## Source
** BEGIN **
The department issued a request for information seeking data and information that may be used to revise the rule and its exemptions.

The Department of Labor is seeking the public’s feedback on what parts of its fiduciary rule should be revised, if any, and whether the January 1, 2018, applicability date should be delayed.

The department issued a request for information Thursday evening, asking for data and information that may be used to revise the rule and its exemptions. The public will have 15 days to comment on a possible delay of the January 1 applicability date, when the rule will be fully implemented.

The first two prongs of the rule went into effect June 9, one expanding the definition of who is a fiduciary and another establishing impartial conduct standards.

President Donald Trump signed an executive order in February ordering the DOL to undertake an economic and legal review of the fiduciary rule. That prompted the department to delay the April 10 implementation date to complete its analysis.

Labor Secretary Alexander Acosta announced in a Wall Street Journal op-ed May 22 that the department wouldn’t further delay the June 9 applicability date. But he didn’t rule out further review of the rule.

The public will have 30 days from the time the department publishes the RFI in the Federal Register to comment on all other issues related to the rule’s review.

Currently enforcement of the rule is still up in the air. In a field assistance bulletin, the DOL explained, “[D]uring the phased implementation period ... the department will not pursue claims against fiduciaries who are working diligently and in good faith to comply with the fiduciary duty rule and exemptions, or treat those fiduciaries as being in violation of the fiduciary duty rule and exemptions.”

In its request, the department noted that there are some recent innovations that could help the industry comply with the rule, citing the introduction of “clean shares” by mutual fund companies as one example. Clean shares would strip away all the indirect payments, including 12b-1 fees. But commenters say fund companies need more time to develop clean shares and that the January 1 deadline does not provide that.
** END **
## Stated goal
Answer these questions from the fiduciary rule article:
1. How many days will the public have to comment on a possible delay of the January 1 applicability date?
2. Which two prongs of the rule took effect June 9?
3. What recent innovation does the department cite as one example that could help the industry comply?

## Stored rows
** BEGIN **
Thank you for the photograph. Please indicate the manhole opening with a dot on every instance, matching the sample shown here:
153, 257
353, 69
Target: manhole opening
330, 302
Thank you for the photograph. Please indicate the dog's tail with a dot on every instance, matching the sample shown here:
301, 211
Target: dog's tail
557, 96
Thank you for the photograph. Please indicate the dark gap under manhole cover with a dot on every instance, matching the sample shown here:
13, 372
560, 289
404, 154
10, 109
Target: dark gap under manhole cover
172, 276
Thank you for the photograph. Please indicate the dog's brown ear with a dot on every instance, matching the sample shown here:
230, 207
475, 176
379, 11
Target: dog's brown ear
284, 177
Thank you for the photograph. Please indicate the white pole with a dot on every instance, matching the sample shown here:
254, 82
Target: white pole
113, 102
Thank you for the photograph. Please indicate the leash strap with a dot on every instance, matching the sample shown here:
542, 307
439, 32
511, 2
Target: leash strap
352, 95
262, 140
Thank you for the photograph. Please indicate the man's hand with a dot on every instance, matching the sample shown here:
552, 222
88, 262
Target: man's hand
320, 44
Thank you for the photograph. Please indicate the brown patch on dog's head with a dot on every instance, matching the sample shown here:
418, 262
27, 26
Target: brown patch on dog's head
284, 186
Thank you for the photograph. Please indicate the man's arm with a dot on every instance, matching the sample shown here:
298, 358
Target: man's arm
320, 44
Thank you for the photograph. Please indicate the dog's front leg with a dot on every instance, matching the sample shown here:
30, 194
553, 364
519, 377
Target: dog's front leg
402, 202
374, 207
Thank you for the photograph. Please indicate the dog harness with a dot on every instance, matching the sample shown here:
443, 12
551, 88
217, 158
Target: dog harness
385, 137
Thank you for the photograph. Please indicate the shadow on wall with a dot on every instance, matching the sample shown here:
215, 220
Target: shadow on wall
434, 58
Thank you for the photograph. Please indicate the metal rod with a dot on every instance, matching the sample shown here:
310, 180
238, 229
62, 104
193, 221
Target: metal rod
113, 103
** END **
## Solution for this problem
1. 15 days.
2. One expanding the definition of who is a fiduciary, and one establishing impartial conduct standards.
3. The introduction of "clean shares" by mutual fund companies.